**TASK PROMPT**: In the stretch of the data from the line containing "Please segment every instance of the **hedge**" through the end, replace "hedge" with "shrub border", leaving everything else unchanged, and give back only that stretch.

[Entries taken from a collection]
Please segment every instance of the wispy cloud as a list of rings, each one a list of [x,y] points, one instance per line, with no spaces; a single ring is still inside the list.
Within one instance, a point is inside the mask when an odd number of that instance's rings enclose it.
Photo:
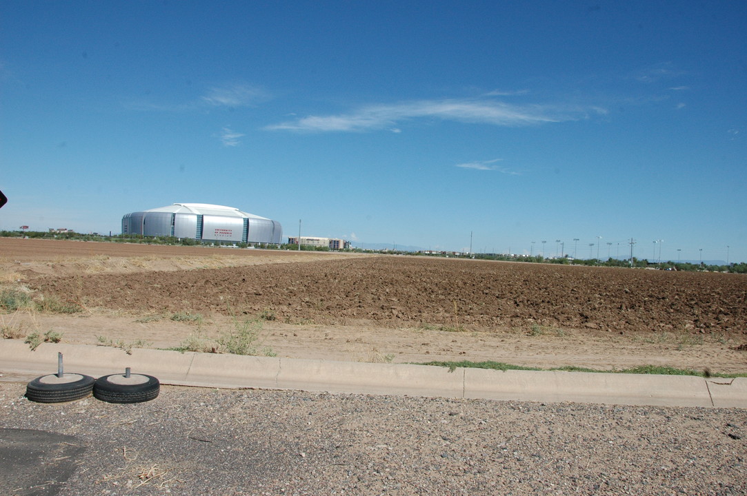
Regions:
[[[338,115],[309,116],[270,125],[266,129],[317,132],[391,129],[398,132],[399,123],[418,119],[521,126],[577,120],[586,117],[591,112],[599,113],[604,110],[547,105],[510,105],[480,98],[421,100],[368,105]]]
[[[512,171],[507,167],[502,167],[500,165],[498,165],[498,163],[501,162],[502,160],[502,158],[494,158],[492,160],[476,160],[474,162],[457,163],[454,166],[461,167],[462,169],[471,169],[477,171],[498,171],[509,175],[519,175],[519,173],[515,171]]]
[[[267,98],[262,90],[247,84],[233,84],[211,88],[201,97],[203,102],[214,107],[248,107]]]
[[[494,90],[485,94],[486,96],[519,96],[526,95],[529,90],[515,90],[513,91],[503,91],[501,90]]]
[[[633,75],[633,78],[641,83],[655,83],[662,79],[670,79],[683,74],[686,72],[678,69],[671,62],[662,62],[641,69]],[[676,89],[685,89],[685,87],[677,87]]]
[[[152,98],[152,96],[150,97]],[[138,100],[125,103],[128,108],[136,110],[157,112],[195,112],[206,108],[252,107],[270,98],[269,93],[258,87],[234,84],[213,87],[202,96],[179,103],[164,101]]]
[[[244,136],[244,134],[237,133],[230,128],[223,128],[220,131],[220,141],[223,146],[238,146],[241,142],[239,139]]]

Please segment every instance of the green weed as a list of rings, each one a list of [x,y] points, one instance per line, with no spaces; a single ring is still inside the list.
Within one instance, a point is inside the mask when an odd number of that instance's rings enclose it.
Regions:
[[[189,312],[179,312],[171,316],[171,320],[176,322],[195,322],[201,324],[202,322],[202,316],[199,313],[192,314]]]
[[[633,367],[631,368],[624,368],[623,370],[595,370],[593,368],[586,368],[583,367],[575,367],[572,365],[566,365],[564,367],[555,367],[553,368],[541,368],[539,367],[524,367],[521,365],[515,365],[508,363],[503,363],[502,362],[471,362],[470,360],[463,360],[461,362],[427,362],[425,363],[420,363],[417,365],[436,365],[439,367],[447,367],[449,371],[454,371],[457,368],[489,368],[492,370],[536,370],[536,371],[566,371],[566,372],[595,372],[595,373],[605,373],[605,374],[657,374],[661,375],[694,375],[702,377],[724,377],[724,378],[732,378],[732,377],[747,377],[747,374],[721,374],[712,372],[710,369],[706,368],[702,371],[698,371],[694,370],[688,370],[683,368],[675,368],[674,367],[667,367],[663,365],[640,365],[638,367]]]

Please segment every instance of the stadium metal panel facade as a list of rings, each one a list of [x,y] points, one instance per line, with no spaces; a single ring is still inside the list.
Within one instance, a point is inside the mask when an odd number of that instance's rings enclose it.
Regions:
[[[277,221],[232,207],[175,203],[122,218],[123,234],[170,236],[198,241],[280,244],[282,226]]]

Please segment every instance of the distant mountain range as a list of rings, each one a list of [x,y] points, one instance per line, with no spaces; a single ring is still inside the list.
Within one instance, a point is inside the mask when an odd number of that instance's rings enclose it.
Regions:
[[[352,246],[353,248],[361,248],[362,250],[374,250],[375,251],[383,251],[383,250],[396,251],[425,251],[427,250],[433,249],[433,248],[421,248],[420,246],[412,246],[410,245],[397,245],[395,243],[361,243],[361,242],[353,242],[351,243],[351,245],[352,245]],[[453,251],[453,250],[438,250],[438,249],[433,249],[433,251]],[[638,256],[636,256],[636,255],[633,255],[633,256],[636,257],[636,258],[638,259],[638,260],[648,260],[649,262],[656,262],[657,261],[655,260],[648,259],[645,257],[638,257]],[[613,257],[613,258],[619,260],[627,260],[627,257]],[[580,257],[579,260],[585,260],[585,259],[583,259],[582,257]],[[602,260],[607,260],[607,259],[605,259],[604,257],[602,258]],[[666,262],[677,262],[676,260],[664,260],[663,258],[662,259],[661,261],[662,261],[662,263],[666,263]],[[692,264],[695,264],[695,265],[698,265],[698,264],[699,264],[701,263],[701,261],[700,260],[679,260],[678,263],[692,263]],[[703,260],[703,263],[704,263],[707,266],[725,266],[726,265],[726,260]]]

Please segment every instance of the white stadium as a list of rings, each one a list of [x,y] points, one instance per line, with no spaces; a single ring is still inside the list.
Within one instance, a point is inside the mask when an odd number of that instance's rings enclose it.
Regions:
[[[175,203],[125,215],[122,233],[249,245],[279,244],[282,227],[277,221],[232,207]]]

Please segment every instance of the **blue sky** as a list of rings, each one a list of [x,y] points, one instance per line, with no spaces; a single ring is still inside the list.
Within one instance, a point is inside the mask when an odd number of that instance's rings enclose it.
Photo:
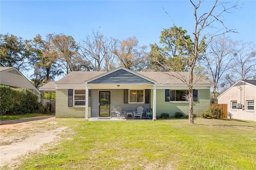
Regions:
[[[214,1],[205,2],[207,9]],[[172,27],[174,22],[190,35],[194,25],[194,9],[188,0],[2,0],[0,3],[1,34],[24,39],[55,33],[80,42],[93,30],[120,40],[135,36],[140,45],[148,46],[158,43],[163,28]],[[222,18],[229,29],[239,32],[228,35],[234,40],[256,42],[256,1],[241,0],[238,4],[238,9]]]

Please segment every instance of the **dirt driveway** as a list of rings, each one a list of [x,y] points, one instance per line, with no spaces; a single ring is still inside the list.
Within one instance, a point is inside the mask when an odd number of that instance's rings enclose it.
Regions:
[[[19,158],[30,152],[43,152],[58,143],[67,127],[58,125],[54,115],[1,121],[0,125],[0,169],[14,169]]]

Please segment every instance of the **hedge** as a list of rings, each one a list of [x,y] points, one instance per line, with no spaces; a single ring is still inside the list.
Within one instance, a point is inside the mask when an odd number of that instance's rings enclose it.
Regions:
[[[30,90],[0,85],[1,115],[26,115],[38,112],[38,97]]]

**RESPONSE TO THIS EXERCISE**:
Please segment every instance of the **shrub border** as a list of rings, each one a list of [x,y] points, one instance per line, with no spaces; a single ring is still inside the list.
Within one instance, a point is inside the mask when an odd number of that instance's rings enclose it.
Regions:
[[[30,90],[0,85],[1,115],[26,115],[38,112],[38,97]]]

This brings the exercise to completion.